WHAT TO DO:
Here are some records. Print all of them exactly.

DATA EXTRACTS:
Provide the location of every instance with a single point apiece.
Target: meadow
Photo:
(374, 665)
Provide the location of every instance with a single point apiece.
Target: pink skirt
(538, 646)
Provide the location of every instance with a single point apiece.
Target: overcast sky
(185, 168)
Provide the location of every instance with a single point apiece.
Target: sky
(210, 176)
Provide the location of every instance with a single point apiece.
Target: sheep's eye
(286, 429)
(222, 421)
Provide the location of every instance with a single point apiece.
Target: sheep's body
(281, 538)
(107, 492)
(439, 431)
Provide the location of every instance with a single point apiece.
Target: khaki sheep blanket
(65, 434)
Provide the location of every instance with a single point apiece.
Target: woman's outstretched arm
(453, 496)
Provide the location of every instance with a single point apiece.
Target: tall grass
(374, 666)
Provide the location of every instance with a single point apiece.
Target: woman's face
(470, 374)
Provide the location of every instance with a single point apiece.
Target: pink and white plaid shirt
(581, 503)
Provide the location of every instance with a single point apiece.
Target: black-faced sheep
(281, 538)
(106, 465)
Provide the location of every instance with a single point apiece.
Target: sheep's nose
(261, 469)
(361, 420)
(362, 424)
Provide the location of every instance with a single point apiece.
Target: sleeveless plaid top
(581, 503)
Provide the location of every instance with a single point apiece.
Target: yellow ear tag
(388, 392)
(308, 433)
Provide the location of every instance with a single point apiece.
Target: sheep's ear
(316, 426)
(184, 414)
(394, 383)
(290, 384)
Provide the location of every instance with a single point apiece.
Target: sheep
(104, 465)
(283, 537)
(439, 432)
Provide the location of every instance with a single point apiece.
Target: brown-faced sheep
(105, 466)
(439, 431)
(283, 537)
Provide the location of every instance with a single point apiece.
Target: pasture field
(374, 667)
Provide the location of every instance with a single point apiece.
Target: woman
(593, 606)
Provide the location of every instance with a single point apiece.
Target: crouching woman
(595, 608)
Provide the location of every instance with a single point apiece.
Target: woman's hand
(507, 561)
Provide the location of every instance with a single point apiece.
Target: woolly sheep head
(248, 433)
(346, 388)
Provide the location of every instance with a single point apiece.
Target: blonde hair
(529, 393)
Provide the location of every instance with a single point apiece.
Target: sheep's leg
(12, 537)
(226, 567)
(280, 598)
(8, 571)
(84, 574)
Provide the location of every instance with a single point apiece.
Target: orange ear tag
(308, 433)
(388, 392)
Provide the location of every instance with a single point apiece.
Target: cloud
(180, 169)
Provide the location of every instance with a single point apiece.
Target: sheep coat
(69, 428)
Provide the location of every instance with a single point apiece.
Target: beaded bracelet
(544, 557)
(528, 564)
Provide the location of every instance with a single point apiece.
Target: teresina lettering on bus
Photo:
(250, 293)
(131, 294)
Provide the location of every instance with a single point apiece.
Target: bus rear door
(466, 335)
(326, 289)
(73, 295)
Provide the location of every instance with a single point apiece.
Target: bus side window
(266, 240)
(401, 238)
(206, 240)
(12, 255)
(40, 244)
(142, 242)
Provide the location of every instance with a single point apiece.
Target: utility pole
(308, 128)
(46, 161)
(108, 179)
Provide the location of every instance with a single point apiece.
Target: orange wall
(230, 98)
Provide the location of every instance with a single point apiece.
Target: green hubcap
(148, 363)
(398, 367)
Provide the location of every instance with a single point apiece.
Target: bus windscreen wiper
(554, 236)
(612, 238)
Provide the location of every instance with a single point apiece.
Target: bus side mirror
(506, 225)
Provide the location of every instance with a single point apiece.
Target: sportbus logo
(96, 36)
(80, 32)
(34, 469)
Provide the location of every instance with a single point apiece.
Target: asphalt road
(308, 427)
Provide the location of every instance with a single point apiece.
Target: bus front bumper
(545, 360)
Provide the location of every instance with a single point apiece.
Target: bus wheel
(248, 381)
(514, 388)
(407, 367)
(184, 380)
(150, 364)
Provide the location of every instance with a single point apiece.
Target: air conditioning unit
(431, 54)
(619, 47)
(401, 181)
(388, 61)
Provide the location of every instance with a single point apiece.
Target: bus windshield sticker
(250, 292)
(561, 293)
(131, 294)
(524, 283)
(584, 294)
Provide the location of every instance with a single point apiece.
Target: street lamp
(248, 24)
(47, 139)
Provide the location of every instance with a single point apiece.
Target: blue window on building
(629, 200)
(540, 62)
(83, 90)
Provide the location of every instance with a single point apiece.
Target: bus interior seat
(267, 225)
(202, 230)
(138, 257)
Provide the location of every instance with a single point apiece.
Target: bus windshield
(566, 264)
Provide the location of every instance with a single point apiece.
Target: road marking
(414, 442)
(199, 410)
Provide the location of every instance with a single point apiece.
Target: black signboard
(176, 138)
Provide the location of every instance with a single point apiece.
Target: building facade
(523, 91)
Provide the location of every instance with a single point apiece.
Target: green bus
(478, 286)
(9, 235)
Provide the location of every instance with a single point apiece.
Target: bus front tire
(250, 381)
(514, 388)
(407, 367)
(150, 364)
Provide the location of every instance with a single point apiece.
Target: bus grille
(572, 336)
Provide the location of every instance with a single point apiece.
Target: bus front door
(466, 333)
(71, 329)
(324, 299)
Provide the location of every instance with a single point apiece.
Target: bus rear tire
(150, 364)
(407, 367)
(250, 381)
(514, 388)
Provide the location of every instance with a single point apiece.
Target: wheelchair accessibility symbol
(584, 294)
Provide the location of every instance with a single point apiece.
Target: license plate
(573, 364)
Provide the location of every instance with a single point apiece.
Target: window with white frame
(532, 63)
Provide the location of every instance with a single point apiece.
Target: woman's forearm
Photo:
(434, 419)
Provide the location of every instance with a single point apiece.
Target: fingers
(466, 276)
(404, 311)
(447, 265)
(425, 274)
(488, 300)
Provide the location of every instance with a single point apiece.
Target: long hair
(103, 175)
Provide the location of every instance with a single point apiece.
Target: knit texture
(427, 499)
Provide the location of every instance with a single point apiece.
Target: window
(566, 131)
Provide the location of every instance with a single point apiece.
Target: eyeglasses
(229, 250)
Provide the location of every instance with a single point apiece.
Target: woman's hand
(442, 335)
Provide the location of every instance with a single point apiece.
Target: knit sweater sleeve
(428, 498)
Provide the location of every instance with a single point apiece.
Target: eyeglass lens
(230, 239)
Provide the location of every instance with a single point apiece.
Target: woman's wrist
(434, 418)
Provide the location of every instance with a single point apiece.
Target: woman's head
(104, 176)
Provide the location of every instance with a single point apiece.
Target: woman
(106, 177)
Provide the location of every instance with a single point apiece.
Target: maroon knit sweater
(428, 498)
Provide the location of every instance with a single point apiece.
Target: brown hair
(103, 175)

ANSWER TO THIS PROBLEM:
Provide the location of every instance with a single point apiece.
Target: meadow
Photo:
(374, 665)
Provide the location of every instance with a single point apiece.
Target: pink skirt
(538, 646)
Provide the location of every instance with a single point apiece.
Target: overcast sky
(185, 168)
Provide the location of every instance with a single point apiece.
Target: sky
(210, 176)
Provide the location of every instance with a single point apiece.
Target: sheep's eye
(286, 429)
(222, 421)
Provide the location of every instance with a single point apiece.
Target: sheep's body
(281, 538)
(107, 492)
(439, 431)
Provide the location of every instance with a single point apiece.
Target: khaki sheep blanket
(65, 434)
Provide the location of every instance with a single point apiece.
Target: woman's outstretched arm
(453, 496)
Provide the location of every instance with a single point apiece.
Target: tall grass
(374, 666)
Provide the location of every instance with a single point apiece.
Target: woman's face
(470, 374)
Provide the location of every instance with a single point apiece.
Target: pink and white plaid shirt
(581, 503)
Provide the location of every instance with a single point apiece.
Target: black-faced sheep
(281, 538)
(106, 465)
Provide the location of every instance with a single point apiece.
Target: sheep's nose
(261, 469)
(361, 420)
(362, 424)
Provide the location of every instance with a single point apiece.
Target: sleeveless plaid top
(581, 503)
Provide the location of every instance with a single point apiece.
Target: yellow ear tag
(388, 392)
(308, 433)
Provide the location of every instance with a single point apiece.
Target: sheep's ear
(316, 426)
(184, 414)
(394, 383)
(290, 384)
Provide the location of every instance with a single point apiece.
Target: sheep
(104, 465)
(283, 537)
(439, 432)
Provide the location of every instance with a single point apiece.
Target: brown-faced sheep
(105, 466)
(439, 431)
(283, 537)
Provide the location of every instance with a single point apiece.
Target: pasture field
(374, 667)
Provide the location of every instance with a single point apiece.
Target: woman
(593, 606)
Provide the location of every instance with a single point apiece.
Target: crouching woman
(595, 608)
Provide the location of every instance with a single point apiece.
Target: woman's hand
(507, 561)
Provide the location of every instance with a single point apiece.
Target: woolly sheep head
(248, 433)
(346, 388)
Provide the location of every instance with a single point apiece.
Target: blonde hair
(529, 393)
Provide the location of every instance with a single point apiece.
Target: sheep's leg
(12, 537)
(226, 567)
(280, 598)
(8, 571)
(84, 574)
Provide the location of every instance with a single point apiece.
Target: orange ear tag
(308, 433)
(388, 392)
Provide the location of every instance with a single point apiece.
Target: cloud
(180, 169)
Provide the location of every instance with a single point apiece.
Target: sheep coat
(69, 428)
Provide the location of every instance with a single point apiece.
Target: beaded bracelet
(544, 557)
(528, 564)
Provide the location of every instance with a single point apiece.
Target: teresina lettering on bus
Photo:
(250, 293)
(131, 294)
Provide the location of every instance with a single point apiece.
Target: bus rear door
(466, 335)
(326, 289)
(73, 295)
Provide the location of every instance with a single point apiece.
Target: bus side window
(266, 240)
(401, 238)
(206, 240)
(12, 255)
(40, 244)
(142, 242)
Provide the location of every instance with a single point apiece.
Target: utility pole
(308, 128)
(46, 161)
(108, 179)
Provide the location of every instance with a single point apiece.
Target: orange wall
(230, 98)
Provide the location of every instance with a single point apiece.
Target: green hubcap
(148, 363)
(398, 367)
Provide the location of every instance with a single point apiece.
Target: bus windscreen wiper
(554, 236)
(612, 238)
Provide the location of every instance with a single point apiece.
Target: bus side mirror
(506, 225)
Provide the location of every instance with a single point apiece.
Target: sportbus logo
(96, 36)
(80, 32)
(34, 469)
Provide the location of every instance with a single point apiece.
Target: asphalt road
(308, 427)
Provide the location of every instance with a single point apiece.
Target: bus front bumper
(545, 360)
Provide the location of every instance with a single point apiece.
Target: bus wheel
(248, 381)
(514, 388)
(407, 367)
(184, 380)
(150, 364)
Provide the location of every instance with a single point apiece.
Target: air conditioning unit
(431, 54)
(619, 47)
(401, 181)
(388, 61)
Provide the location of every instance with a single point apiece.
Target: bus windshield sticker
(250, 292)
(561, 293)
(131, 294)
(524, 283)
(584, 294)
Provide the location of every instance with a single point apiece.
Target: street lamp
(248, 24)
(47, 139)
Provide the location of every instance with a single point apiece.
Target: blue window on building
(629, 200)
(540, 62)
(83, 90)
Provide the location of every instance with a single point apiece.
Target: bus interior seat
(267, 225)
(202, 230)
(138, 257)
Provide the location of every instance with a single point apiece.
Target: bus windshield
(566, 264)
Provide the location of every instance with a single point apiece.
Target: road marking
(414, 442)
(199, 410)
Provide the location of every instance with a single point apiece.
Target: black signboard
(176, 138)
Provide the location of every instance with a single point apiece.
Target: building facade
(523, 91)
Provide the location of every instance with a single point apiece.
Target: green bus
(478, 286)
(9, 235)
Provide the location of every instance with a single point apiece.
Target: bus front tire
(250, 381)
(514, 388)
(407, 367)
(150, 364)
Provide the location of every instance with a single point apiece.
Target: bus grille
(572, 336)
Provide the location of every instance with a single point apiece.
Target: bus front door
(466, 333)
(71, 329)
(324, 299)
Provide the location of every instance with a single point apiece.
Target: bus rear tire
(150, 364)
(407, 367)
(250, 381)
(514, 388)
Provide the location of every instance with a single point apiece.
Target: wheelchair accessibility symbol
(584, 294)
Provide the location of every instance with a single point apiece.
Target: license plate
(573, 364)
Provide the location of every instance with a single point apiece.
Target: window with white frame
(532, 63)
Provide the location of every instance with a single point apiece.
Target: woman's forearm
Photo:
(434, 419)
Provide the location of every instance with a single point apiece.
Target: fingers
(466, 276)
(404, 311)
(447, 265)
(425, 274)
(488, 300)
Provide the location of every instance with a single point apiece.
Target: long hair
(103, 175)
Provide the location of every instance with a single point apiece.
Target: knit texture
(427, 499)
Provide the location of every instance with a single point apiece.
Target: window
(566, 131)
Provide the location of every instance with a single point apiece.
Target: eyeglasses
(229, 250)
Provide the location of every instance with a single point apiece.
Target: woman's hand
(442, 335)
Provide the location of every instance with a single point apiece.
Target: knit sweater sleeve
(428, 498)
Provide the location of every instance with a single point apiece.
Target: eyeglass lens
(230, 239)
Provide the location of every instance with a single point apiece.
Target: woman's wrist
(434, 418)
Provide the location of every instance with a single point apiece.
Target: woman's head
(104, 176)
Provide the location of every instance with a single point apiece.
Target: woman
(106, 177)
Provide the location of every instance with a single point apiece.
Target: maroon knit sweater
(428, 498)
Provide the location of every instance with a single point apiece.
Target: brown hair
(103, 175)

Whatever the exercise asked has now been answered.